◆ Exercise goal
From the first line to the last, repeat the data exactly but leave out the pictures.

[Point-per-instance localization data]
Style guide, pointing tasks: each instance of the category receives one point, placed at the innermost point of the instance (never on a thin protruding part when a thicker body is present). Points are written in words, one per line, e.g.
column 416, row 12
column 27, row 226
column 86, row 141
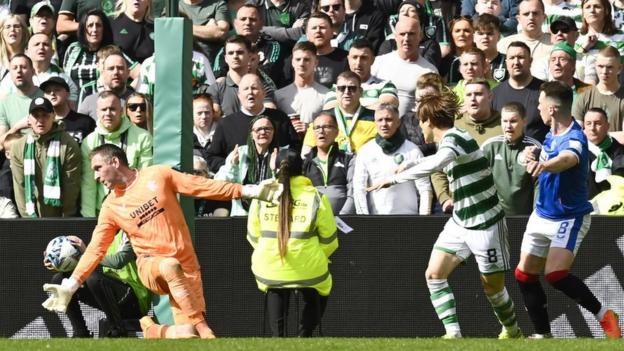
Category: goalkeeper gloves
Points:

◆ Answer section
Style guide, pointing tasks: each instance of the category receives one point, placed at the innermost point of the instance (never on a thin protruding part when a thicker body is present). Points are written in words, one per line, e.g.
column 416, row 12
column 27, row 226
column 86, row 141
Category: goalkeeper gloves
Points:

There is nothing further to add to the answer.